Extract:
****

The Austrian town of Hainfeld has put a stop to the total-body swimsuit - complete with head covering - triggered by the country’s far-right Freedom Party.

Peter Terzer, a local town councillor, said: “It can be ensured, that no person wearing a burkini can enter the pool.

“In respect to the bathing rules, we are completely pleased with the adopted variant.

“Nothing in particular has prompted the ban, however, the bathing rules have been in place for decades already.”

He said the ban was based on sanitation grounds, so the pool water could be meet strict hygiene regulations.

It comes after a public swimming pool in Neutraubling near Regensburg, Germany banned Muslim women from wearing the full body swimsuit after complaints from non-Islamic bathers.

Mr Terzer also called for tighter security amid reports of a rise in sexual assaults at swimming baths in Austria.

Most recently, authorities in the Austrian town of Mistelbach issued a temporary ban on refugees after a 13-year-old was allegedly sexually assaulted by a young man, supposedly an asylum seeker from a nearby shelter.

****

Listed entries:
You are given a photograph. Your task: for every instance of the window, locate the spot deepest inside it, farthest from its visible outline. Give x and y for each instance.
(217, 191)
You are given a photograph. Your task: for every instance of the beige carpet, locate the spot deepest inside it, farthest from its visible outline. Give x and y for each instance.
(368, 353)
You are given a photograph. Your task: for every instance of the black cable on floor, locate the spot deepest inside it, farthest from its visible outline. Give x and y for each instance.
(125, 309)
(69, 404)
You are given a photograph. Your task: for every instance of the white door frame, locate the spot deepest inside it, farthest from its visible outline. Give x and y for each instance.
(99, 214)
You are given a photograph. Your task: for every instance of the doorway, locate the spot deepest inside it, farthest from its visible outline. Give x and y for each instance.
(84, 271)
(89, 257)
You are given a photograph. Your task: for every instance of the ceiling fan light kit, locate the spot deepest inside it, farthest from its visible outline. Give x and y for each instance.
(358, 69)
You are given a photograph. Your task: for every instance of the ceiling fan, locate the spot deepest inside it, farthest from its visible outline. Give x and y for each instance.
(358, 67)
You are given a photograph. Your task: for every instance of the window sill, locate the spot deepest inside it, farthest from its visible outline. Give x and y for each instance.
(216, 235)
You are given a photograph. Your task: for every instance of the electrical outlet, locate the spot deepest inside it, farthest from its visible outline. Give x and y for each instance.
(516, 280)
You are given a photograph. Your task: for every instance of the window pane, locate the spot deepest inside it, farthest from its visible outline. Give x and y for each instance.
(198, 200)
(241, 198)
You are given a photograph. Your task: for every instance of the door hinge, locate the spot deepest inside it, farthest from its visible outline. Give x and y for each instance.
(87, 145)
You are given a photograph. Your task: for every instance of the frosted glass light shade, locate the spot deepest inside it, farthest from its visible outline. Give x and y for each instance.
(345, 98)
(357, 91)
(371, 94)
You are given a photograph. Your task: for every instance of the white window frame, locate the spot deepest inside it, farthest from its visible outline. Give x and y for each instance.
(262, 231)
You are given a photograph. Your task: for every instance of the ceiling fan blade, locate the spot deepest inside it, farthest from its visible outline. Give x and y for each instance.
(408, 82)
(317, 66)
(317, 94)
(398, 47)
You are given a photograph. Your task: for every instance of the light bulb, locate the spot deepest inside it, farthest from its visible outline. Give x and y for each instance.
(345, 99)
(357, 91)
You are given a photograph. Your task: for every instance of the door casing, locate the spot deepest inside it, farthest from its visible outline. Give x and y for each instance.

****

Required work:
- 1) Reproduce everything in the burkini ban article from "He said the" down to "from non-Islamic bathers.".
- 2) Write the next part of the article on the Hainfeld burkini ban, picking up after its final sentence.

Expected answers:
- 1)
He said the ban was based on sanitation grounds, so the pool water could be meet strict hygiene regulations.

It comes after a public swimming pool in Neutraubling near Regensburg, Germany banned Muslim women from wearing the full body swimsuit after complaints from non-Islamic bathers.

- 2)
The officials posted a sign saying “today no entry for refugees” in the wake of the incident.

Mr Terzer added:”My main concern continues to be the safety of the female bathers.

“Our lifeguard ensures security and is instructed to report every incident.”

Last month the country’s anti-EU and anti-Muslim party released a video telling asylum seekers to “keep your fingers off our women”.

The Freedom Party, which narrowly missed seeing their candidate become president of Austria in a recent poll, says it was provoked after a string of sex assaults carried out by asylum seekers in neighbouring Germany.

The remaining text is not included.